How Underwater Welding Works

Many people have never heard of underwater welding. That’s not surprising since electricity and water are incompatible and can pose an extreme danger when they meet up. However, underwater welding, also known as hyperbaric welding, is more common than you might think.

It was first used in the 1930s and is still used today to repair or maintain submerged marine structures. For example, some hyperbaric welders work inland on bridges, dams, and small seacrafts. Others work offshore on oil rigs, pipelines, and ships. They could even do hyperbaric welding on nuclear power plants.

For those who think underwater welding sounds dangerous, they are right. It is pretty scary, making it a highly paid occupation with an average salary of nearly $55,000 annually. If that whets your appetite for a lucrative welding career, here is what you should know:

There are two basic types of underwater welding

Dry welding: An underwater welding process called “dry welding” might sound like an oxymoron. But, it entails using a hyperbaric chamber that provides a dry, controlled environment in which the weld is completed. The more common of the two types, dry welding offers higher quality and reliability, not to mention increased welder safety. Another advantage is being able to perform non-destructive testing in the dry chamber.

● SOURCE MATERIAL:
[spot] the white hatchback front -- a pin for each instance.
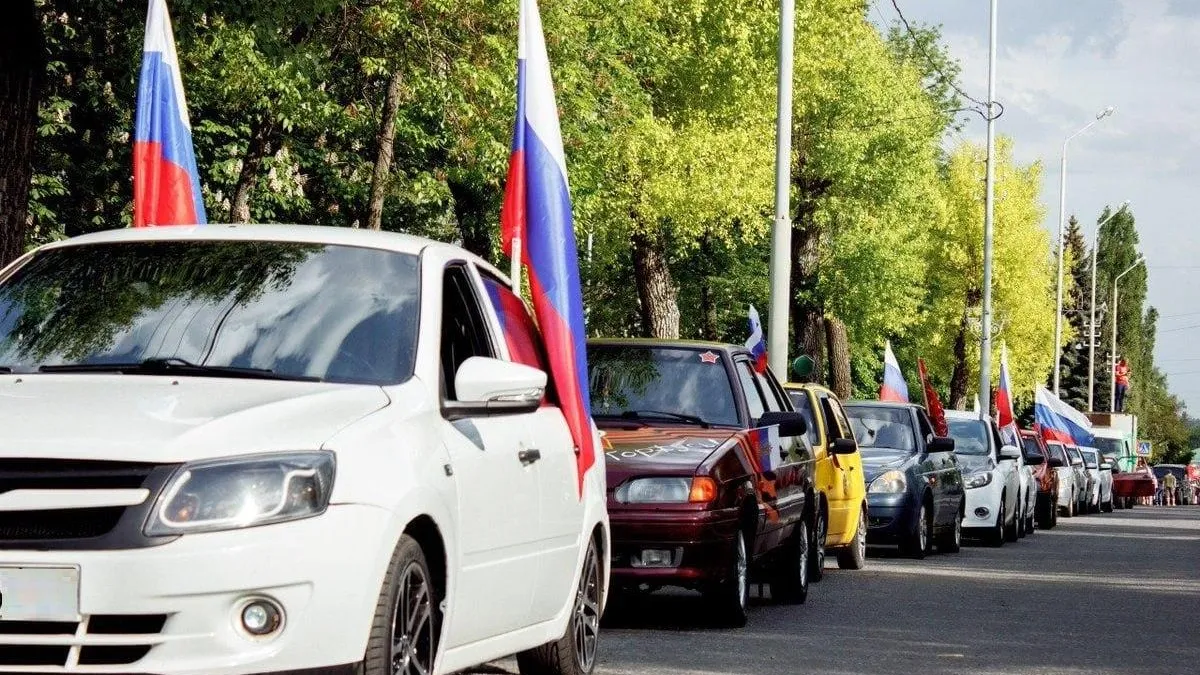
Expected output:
(990, 476)
(235, 451)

● WHAT YOU SHOULD DO: Resume the piece on underwater welding right after its last sentence and keep it going in the same style.

● WRITTEN RESPONSE:
However, wet welding has a few disadvantages, including its extremely high cost and the complex equipment needed both in the chamber and on the surface.

Wet welding: When the cost of dry welding is prohibitive, wet welding is the chosen alternative. Besides being less expensive, welders can reach portions of an underwater structure that would not be accessible using a chamber. Since there is no time consumed gathering all the equipment and building the chamber, wet welding is a faster process, making it ideal for emergency repairs.

On the downside, there is more risk involved from welding in the water. And because the weld could cool too quickly, the risk of cracks and joint defects, such as porosity, decreased ductility, and less impact strength. The poor visibility with wet welding can also make it difficult to weld correctly.

How underwater welding works

With dry welding, the hyperbaric chamber is lowered to the weld area, and a seal is created before the water is pumped out and replaced with a gaseous mixture, such as helium and oxygen. The chamber is pressurized at the correct level, preventing decompression sickness. At that point, the welder/diver can choose the appropriate welding technique:

  • Habitat welding: This method involves welders operating in a small chamber (habitat). Typically employed in offshore oil rig welding, habitat welding creates an environment that minimizes the threat of combustion from flammable vapors and gases by pumping in gases continuously and maintaining a breathable atmosphere.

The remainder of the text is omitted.